**KUTIPAN HALAMAN:**

Salah satu ancaman yang berbahaya di dalam jaman ini adalah hilangnya aspek moralitas di dalam kehidupan umat manusia. Kepemimpinan yang paling berbahaya adalah kepemimpinan tanpa moralitas. Kepemimpinan yang demikian memiliki daya hancur yang maha dahsyat. Agama yang paling berbahaya adalah agama tanpa moralitas. Agama yang demikian berpotensi menyesatkan lebih banyak orang. Dan etika hidup yang paling berbahaya adalah etika hidup tanpa moralitas. Etika dapat saja bersifat situasional (tergantung kepada kasus apa yang sedang dihadapi), namun moralitas Kristen selalu dilandaskan kepada firman Tuhan yang tertulis di dalam Alkitab.  Moralitas tidak tergantung pada situasi. Moralitas menentukan apa yang benar dan apa yang salah secara polos dan sederhana. Hidup benar jika demikian tidak lain adalah ketaatan sepenuhnya kepada moralitas yang diajarkan oleh firman Tuhan.

**KETENTUAN LATIHAN:**
1. Ringkaslah kutipan halaman di atas dalam dua kalimat.
2. Berikan kembali bagian kutipan halaman dari "Salah satu ancaman" sampai "oleh firman Tuhan." tanpa mengubah satu kata pun.

**DATA YANG DIBERIKAN:**
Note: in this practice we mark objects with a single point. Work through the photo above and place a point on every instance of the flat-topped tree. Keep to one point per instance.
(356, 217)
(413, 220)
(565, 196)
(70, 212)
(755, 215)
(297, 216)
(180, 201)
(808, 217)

--

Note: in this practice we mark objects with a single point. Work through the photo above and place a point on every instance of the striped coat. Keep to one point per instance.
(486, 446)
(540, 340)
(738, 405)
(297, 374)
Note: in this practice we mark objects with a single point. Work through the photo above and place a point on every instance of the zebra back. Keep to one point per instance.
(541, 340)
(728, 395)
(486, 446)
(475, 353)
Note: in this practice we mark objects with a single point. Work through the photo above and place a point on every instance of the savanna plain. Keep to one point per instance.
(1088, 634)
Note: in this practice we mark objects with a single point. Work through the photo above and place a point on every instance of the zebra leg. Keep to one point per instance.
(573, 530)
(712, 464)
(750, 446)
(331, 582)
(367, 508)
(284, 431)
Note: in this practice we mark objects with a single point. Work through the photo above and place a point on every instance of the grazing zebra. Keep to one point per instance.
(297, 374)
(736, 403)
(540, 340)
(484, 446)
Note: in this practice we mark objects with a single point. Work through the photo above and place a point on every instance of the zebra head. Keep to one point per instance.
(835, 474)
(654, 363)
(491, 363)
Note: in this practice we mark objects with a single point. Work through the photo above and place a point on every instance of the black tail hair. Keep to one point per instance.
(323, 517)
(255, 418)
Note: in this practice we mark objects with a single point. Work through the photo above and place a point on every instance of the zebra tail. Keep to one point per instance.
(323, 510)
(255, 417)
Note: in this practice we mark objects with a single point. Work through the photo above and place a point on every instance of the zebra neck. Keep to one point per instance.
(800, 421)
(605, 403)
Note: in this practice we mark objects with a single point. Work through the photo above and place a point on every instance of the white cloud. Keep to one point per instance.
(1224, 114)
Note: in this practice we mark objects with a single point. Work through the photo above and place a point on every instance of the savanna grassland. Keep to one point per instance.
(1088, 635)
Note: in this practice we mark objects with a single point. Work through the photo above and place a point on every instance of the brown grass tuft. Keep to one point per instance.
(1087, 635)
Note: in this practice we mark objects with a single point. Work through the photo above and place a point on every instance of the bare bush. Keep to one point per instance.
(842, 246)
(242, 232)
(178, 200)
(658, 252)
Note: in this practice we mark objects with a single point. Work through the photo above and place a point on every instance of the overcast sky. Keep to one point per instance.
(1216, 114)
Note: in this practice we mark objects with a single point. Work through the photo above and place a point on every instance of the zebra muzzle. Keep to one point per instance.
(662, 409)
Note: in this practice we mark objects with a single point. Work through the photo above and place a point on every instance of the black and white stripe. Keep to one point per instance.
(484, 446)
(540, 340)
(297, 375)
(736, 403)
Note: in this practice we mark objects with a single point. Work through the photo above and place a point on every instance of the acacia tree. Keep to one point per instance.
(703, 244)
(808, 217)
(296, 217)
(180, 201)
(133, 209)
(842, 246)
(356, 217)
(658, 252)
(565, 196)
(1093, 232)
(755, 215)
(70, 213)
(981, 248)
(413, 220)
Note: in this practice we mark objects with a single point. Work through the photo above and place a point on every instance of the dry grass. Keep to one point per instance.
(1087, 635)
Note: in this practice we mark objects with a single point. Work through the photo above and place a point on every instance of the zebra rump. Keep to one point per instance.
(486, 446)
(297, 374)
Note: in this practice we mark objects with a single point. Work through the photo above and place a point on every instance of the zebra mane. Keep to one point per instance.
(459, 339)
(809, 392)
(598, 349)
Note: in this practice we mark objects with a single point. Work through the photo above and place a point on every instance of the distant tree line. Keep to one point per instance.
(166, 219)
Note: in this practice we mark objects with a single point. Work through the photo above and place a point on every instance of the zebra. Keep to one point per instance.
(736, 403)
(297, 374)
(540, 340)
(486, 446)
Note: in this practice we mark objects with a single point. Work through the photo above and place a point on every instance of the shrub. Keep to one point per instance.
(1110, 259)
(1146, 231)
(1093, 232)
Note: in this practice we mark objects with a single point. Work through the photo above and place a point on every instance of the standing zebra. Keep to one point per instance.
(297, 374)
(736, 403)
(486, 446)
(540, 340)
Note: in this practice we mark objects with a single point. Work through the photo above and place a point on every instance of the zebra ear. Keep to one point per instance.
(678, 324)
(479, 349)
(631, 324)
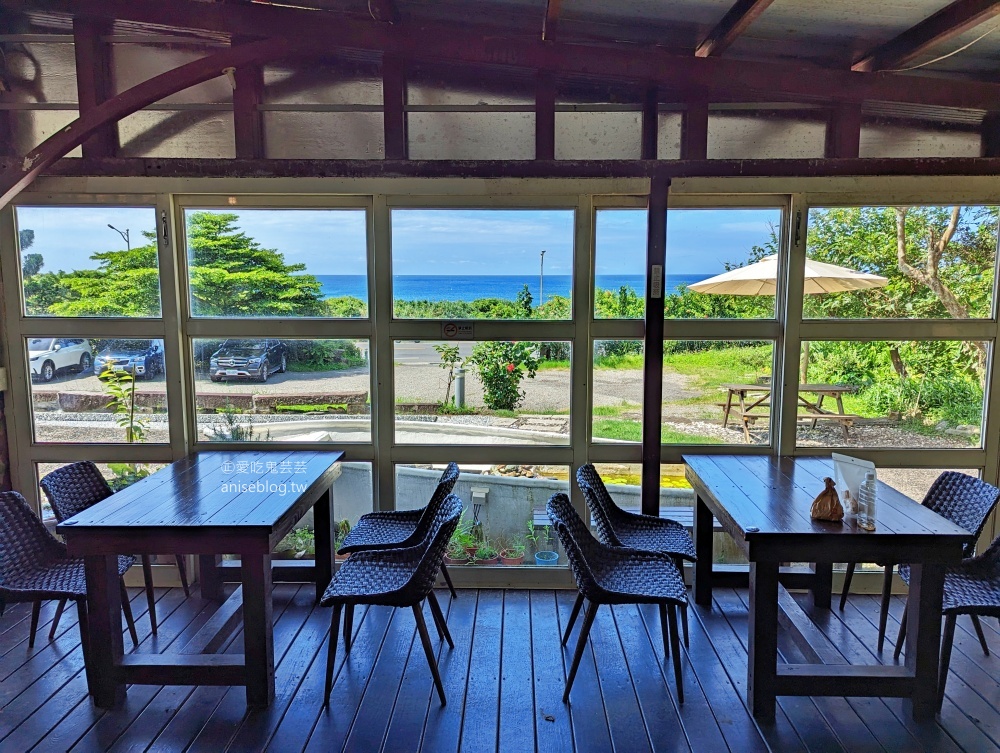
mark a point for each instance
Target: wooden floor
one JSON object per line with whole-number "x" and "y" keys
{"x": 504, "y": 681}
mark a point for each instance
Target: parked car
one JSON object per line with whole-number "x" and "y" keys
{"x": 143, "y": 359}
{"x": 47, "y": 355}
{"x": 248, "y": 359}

...

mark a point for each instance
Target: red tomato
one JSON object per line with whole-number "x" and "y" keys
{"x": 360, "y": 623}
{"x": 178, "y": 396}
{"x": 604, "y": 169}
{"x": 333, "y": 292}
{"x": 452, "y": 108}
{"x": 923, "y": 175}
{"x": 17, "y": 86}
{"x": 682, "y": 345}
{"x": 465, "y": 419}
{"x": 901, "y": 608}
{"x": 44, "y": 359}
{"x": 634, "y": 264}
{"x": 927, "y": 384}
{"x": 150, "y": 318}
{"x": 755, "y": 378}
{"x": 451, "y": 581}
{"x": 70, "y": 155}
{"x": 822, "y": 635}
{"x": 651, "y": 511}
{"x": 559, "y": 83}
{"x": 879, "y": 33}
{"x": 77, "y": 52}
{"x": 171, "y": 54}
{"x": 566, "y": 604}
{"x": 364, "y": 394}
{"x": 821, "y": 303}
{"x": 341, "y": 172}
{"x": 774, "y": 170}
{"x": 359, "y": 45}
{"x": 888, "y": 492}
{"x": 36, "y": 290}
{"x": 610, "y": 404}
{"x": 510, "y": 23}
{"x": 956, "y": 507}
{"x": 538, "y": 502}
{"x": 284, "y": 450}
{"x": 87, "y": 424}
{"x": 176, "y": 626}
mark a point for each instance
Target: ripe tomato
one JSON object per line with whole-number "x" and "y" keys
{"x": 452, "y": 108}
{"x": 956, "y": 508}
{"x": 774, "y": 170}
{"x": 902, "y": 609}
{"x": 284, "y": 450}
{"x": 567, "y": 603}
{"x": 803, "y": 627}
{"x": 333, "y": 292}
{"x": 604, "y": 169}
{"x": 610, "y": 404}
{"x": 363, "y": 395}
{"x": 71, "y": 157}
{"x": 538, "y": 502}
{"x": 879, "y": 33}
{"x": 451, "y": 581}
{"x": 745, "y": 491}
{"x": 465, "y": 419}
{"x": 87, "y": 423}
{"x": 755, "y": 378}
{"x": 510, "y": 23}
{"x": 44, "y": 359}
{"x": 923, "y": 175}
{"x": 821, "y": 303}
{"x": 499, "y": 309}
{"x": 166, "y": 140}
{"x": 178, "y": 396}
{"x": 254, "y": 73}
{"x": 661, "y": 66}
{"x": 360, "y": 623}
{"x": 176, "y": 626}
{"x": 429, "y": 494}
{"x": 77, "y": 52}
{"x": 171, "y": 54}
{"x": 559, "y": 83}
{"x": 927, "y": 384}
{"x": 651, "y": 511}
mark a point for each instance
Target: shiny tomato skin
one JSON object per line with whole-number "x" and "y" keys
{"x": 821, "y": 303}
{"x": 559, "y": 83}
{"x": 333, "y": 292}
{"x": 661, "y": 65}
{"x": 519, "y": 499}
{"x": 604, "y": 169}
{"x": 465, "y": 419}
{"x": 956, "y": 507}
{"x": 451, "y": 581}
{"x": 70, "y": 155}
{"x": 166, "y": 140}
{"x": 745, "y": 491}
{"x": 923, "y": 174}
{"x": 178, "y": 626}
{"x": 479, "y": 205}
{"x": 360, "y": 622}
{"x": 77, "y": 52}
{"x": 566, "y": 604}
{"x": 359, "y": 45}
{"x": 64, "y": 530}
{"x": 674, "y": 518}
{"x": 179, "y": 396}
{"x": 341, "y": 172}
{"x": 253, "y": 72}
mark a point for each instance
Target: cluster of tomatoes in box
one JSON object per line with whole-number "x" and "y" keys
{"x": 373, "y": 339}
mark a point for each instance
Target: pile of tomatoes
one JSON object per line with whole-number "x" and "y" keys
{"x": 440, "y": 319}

**PENYELESAIAN TUGAS:**
1. Hilangnya moralitas dalam kehidupan manusia disebut sebagai salah satu ancaman berbahaya pada zaman ini, dan kepemimpinan, agama, serta etika hidup tanpa moralitas dinyatakan sebagai yang paling berbahaya. Berbeda dengan etika yang dapat bersifat situasional, moralitas Kristen selalu dilandaskan pada firman Tuhan dalam Alkitab, tidak tergantung pada situasi, dan hidup benar adalah ketaatan sepenuhnya kepada moralitas tersebut.

2.
Salah satu ancaman yang berbahaya di dalam jaman ini adalah hilangnya aspek moralitas di dalam kehidupan umat manusia. Kepemimpinan yang paling berbahaya adalah kepemimpinan tanpa moralitas. Kepemimpinan yang demikian memiliki daya hancur yang maha dahsyat. Agama yang paling berbahaya adalah agama tanpa moralitas. Agama yang demikian berpotensi menyesatkan lebih banyak orang. Dan etika hidup yang paling berbahaya adalah etika hidup tanpa moralitas. Etika dapat saja bersifat situasional (tergantung kepada kasus apa yang sedang dihadapi), namun moralitas Kristen selalu dilandaskan kepada firman Tuhan yang tertulis di dalam Alkitab.  Moralitas tidak tergantung pada situasi. Moralitas menentukan apa yang benar dan apa yang salah secara polos dan sederhana. Hidup benar jika demikian tidak lain adalah ketaatan sepenuhnya kepada moralitas yang diajarkan oleh firman Tuhan.